[[ Extract, beginning ]]

For iconic singer-songwriter Archie Roach, making the album Into the Bloodstream was a healing journey from grief, pain and an illness that would have normally kept anyone down. But not Archie Roach. Over the past two years, he has fought his way back and his new album may be the best yet.
In 2010, Archie lost his great love Ruby Hunter, and that year didn’t get any better when he suffered a stroke while holding music classes for kids in the Kimberley. He needed a long period of rehabilitation as the stroke affected the right side of his body, including his guitar-strumming hand.
Then Archie began having chest problems and was diagnosed with the early stages of lung cancer. They had to remove half of one of his lungs.
For anyone to come back from such deep setbacks is nothing short of miraculous, let alone being able to make a rich, diverse and honest album like Into the Bloodstream.
“The main thing was just getting better and healing. The album lessened the weight I was carrying throughout the years, like a lot of my people carry the burdens,” Archie says.

[[ Extract, end ]]

__Exercise brief__
Continue the article on Archie Roach and his album Into the Bloodstream, starting immediately after its final quoted sentence.

[[ Dataset excerpts, beginning ]]

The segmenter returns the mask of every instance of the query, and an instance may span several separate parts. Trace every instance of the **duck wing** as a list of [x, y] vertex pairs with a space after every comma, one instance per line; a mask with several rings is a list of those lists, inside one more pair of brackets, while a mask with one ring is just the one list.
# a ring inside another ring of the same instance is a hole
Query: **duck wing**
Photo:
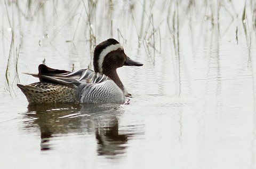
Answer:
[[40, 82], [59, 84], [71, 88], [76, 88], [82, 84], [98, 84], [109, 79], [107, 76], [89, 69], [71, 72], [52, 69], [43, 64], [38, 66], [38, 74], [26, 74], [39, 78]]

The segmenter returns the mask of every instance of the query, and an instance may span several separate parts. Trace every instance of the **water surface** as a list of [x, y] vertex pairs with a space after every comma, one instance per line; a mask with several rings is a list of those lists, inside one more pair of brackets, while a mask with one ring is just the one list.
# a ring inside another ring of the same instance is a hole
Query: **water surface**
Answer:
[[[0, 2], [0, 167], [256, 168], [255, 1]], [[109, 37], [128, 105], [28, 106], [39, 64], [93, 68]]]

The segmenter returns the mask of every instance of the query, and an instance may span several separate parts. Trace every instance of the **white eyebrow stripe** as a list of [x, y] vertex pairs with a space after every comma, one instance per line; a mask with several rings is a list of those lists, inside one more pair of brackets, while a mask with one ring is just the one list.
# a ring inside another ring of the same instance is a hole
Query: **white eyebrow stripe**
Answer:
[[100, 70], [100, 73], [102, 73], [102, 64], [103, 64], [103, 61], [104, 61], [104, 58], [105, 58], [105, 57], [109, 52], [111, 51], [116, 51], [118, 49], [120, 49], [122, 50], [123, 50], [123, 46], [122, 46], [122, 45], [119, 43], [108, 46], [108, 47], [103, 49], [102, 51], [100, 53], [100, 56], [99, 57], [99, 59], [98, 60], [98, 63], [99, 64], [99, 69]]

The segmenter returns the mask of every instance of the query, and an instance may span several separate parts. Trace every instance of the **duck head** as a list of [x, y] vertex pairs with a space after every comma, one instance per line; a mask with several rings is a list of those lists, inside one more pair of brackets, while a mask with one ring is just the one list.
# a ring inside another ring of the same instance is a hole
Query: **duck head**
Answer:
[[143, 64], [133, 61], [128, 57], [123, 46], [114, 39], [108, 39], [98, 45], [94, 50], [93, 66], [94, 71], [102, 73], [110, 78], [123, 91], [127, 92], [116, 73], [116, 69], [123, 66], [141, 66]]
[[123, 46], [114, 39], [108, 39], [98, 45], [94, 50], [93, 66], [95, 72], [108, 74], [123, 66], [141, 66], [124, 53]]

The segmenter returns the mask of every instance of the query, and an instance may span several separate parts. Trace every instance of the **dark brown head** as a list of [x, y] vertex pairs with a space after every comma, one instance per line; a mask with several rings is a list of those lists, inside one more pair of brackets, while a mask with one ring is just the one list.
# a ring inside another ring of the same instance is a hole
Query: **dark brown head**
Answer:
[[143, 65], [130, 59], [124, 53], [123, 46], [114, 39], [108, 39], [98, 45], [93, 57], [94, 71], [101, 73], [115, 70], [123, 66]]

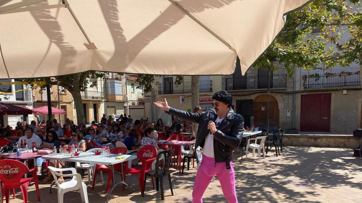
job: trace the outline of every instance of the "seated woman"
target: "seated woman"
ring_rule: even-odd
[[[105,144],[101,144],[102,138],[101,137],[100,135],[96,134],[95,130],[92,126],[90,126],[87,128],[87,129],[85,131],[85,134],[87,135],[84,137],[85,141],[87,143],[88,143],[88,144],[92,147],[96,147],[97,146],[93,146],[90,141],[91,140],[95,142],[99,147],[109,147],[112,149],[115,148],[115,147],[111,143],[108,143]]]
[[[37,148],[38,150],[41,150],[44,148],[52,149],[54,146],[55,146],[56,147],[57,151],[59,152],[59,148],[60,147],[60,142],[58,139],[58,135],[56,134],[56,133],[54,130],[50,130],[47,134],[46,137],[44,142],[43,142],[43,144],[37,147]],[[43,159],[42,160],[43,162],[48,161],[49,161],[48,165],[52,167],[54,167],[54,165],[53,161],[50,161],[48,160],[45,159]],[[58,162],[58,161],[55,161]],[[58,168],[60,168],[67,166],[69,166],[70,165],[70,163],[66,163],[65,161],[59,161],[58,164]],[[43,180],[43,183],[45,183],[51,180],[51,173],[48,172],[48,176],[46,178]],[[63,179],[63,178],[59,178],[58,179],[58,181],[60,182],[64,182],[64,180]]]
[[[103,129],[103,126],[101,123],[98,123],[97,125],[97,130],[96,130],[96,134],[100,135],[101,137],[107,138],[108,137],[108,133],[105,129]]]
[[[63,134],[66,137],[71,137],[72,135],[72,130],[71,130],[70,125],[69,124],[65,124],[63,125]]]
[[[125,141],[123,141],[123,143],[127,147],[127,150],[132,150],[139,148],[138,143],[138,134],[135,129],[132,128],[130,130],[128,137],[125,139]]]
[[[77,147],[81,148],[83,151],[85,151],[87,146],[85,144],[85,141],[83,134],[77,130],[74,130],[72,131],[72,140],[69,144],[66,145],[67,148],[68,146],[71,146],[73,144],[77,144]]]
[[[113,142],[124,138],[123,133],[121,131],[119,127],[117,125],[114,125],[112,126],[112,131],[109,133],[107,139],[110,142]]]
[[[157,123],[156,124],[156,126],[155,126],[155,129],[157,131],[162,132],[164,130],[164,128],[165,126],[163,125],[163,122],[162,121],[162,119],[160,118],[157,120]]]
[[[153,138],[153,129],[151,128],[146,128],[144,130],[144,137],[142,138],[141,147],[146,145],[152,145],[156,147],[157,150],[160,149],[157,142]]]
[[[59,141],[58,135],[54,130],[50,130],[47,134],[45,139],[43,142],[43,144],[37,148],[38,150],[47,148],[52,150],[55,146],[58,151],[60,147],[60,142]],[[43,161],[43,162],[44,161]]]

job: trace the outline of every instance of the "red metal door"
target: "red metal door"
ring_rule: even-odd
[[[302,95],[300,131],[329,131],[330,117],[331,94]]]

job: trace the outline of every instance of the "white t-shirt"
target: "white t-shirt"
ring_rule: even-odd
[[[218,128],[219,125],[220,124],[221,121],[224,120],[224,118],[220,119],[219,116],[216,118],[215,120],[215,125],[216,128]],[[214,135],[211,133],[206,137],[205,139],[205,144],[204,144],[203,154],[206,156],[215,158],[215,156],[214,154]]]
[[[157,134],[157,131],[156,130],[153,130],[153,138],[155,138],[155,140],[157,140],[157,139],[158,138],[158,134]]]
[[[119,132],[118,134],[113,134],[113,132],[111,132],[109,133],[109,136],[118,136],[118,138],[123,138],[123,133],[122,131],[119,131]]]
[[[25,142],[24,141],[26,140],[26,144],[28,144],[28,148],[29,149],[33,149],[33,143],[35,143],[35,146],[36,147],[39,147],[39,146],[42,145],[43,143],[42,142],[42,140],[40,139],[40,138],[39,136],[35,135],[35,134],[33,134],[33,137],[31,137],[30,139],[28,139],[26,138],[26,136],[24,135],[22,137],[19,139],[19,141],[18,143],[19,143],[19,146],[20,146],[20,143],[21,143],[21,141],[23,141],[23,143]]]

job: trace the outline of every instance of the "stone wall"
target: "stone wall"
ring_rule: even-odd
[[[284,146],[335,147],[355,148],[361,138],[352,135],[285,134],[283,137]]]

[[ Dataset excerpts, end ]]

__Result of the task__
“But it wasn’t easy to come back. With the support of family and friends who could see I wasn’t doing well after I lost Ruby, and the encouragement from my manager, Jill Shelton, I did. Ruby’s spirit didn’t want me give up, even though I just wanted to stay down and not get up.”
But get up he did and now he is grateful every day that he is alive.
Archie’s hope for this album is to share his music and provide people with support, so that they can “take something away” from his music.
“It was part of my healing process. We all have to come out of our pain and suffering – and you can. It’s achievable and things do get better. You also come to the realisation that you are worthy to be here,” he says.
Another major driver for Archie for making his albums is to be able to share his music with others. “I was brought up to share whatever you had, whether it’s food or something else. What you give, you get back, and sharing with someone else makes me feel good. Pass it on.”
There is a quote on the album cover that describes the deep pain
Archie felt: “While doing this album,
I have learned to look at Pain differently. I know that Pain can make you sick, very sick! Pain can also bring about change in one’s life for the better. We can choose to ignore the pain until it becomes unbearable or we can do something.
“I used to think that letting go of the pain was the only way of getting better but that may not be necessarily so. You see some events in my life I will never truly get over and the pain will always be there but I can do something about it.”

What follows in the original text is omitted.